▸ **Collected data**
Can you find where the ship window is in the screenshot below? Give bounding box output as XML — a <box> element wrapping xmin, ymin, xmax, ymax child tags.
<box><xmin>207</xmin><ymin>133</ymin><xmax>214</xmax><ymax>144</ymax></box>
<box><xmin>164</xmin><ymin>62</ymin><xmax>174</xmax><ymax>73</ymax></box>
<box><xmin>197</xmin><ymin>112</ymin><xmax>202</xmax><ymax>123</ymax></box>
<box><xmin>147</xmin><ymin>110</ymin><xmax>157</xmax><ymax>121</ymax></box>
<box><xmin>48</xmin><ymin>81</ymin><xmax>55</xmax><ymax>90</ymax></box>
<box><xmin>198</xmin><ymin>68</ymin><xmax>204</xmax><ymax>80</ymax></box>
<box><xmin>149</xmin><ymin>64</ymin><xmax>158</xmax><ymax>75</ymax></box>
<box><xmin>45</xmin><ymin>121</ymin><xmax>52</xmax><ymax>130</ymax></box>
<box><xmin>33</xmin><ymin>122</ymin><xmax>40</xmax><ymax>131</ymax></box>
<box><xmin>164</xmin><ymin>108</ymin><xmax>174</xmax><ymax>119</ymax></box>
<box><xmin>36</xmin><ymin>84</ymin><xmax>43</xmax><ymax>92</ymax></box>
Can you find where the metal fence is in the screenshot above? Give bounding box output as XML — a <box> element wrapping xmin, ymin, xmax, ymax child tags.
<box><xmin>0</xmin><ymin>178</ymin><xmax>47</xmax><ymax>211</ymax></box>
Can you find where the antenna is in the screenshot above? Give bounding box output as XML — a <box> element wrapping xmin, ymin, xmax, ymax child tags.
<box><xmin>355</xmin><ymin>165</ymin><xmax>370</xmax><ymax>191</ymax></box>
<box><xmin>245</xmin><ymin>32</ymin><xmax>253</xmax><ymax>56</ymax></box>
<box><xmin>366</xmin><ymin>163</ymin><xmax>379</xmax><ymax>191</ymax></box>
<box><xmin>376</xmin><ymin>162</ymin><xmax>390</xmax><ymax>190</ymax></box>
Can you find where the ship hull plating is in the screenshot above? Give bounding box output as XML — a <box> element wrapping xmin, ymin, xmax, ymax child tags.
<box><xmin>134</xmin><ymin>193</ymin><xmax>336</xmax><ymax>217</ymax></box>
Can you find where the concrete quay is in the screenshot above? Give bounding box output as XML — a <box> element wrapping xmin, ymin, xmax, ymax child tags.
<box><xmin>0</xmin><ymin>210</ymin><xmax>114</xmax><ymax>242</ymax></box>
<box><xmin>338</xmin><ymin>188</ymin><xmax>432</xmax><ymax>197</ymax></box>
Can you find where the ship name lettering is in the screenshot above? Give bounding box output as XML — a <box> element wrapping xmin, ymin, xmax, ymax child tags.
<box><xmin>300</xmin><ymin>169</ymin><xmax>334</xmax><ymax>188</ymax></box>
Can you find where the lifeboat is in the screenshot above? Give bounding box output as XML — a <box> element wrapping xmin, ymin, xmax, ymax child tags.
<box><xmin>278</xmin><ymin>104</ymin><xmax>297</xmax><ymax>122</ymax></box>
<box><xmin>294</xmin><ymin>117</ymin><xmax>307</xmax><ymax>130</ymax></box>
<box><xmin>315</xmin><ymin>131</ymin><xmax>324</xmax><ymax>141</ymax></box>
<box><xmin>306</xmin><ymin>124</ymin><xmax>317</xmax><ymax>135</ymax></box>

▸ **Stated goal**
Rewrite the items from the line containing "Can you find where the antenna" through the end of the items, swapping "Give" for "Provide" and keeping everything else the same.

▸ **Final answer**
Can you find where the antenna is in the screenshot above? Provide bounding box output as XML — a <box> element wrapping xmin, ymin, xmax, ymax child tags.
<box><xmin>355</xmin><ymin>165</ymin><xmax>370</xmax><ymax>191</ymax></box>
<box><xmin>245</xmin><ymin>32</ymin><xmax>253</xmax><ymax>56</ymax></box>
<box><xmin>366</xmin><ymin>163</ymin><xmax>379</xmax><ymax>191</ymax></box>
<box><xmin>376</xmin><ymin>162</ymin><xmax>390</xmax><ymax>190</ymax></box>
Can you find where the ship hull plating is in the screenshot above? Provide bounding box output as XML — a <box> element wrapping xmin, ymin, xmax, ymax child tags.
<box><xmin>134</xmin><ymin>193</ymin><xmax>336</xmax><ymax>217</ymax></box>
Can you find where the concrete quay is in the screenshot above? Provide bounding box output as XML — a <box> element wrapping xmin, ymin, xmax, ymax child tags.
<box><xmin>0</xmin><ymin>210</ymin><xmax>114</xmax><ymax>242</ymax></box>
<box><xmin>338</xmin><ymin>188</ymin><xmax>432</xmax><ymax>197</ymax></box>
Can you find where the ship name lettering is in the screenshot above? Provide bounding box output as XML — a <box> element wrapping xmin, ymin, xmax, ymax child tags.
<box><xmin>300</xmin><ymin>169</ymin><xmax>334</xmax><ymax>188</ymax></box>
Can you find where the lifeboat is in the screenshot above? Provide bounding box output as XML — a <box> element wrapping xmin, ymin, xmax, ymax child tags.
<box><xmin>278</xmin><ymin>104</ymin><xmax>297</xmax><ymax>122</ymax></box>
<box><xmin>294</xmin><ymin>117</ymin><xmax>307</xmax><ymax>130</ymax></box>
<box><xmin>315</xmin><ymin>131</ymin><xmax>324</xmax><ymax>141</ymax></box>
<box><xmin>306</xmin><ymin>124</ymin><xmax>317</xmax><ymax>135</ymax></box>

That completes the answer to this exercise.